Task to carry out:
Below are records; count the lines that contain "young" and state only that count.

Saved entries
⟨

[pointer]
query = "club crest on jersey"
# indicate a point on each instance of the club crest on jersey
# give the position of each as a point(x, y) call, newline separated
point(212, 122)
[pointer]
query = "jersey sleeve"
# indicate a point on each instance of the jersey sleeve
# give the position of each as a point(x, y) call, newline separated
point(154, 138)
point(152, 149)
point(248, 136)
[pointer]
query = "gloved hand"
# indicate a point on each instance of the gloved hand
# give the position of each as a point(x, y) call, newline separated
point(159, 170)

⟩
⟨

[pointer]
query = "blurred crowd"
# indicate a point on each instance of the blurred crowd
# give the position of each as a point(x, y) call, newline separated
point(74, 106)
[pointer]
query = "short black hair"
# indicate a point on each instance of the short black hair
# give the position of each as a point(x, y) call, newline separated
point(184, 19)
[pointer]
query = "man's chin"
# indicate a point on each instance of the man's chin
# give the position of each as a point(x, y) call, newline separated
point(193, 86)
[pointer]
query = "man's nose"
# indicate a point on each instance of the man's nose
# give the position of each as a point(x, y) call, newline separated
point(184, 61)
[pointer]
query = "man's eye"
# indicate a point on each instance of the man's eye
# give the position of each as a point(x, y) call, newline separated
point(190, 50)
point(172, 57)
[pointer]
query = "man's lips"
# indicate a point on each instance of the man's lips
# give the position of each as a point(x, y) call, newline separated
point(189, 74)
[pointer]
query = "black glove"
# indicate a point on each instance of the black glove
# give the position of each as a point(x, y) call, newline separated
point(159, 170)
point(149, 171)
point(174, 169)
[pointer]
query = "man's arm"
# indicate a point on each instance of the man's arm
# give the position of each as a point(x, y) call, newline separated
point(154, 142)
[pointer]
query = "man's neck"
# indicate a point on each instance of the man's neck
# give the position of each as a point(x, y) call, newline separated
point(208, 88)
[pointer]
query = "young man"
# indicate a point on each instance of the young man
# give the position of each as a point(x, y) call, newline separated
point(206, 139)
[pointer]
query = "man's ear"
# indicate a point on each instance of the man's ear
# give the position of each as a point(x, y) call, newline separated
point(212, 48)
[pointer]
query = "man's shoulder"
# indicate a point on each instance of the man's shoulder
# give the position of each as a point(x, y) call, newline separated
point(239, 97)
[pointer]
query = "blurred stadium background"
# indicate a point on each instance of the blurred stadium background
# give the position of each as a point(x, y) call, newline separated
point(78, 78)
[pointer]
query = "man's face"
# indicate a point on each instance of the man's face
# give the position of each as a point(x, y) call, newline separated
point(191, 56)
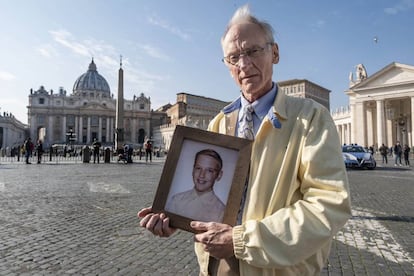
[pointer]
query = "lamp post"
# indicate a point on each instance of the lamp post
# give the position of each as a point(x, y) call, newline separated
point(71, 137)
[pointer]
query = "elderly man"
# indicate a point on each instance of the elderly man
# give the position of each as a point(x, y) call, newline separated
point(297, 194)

⟩

Answer to the problem:
2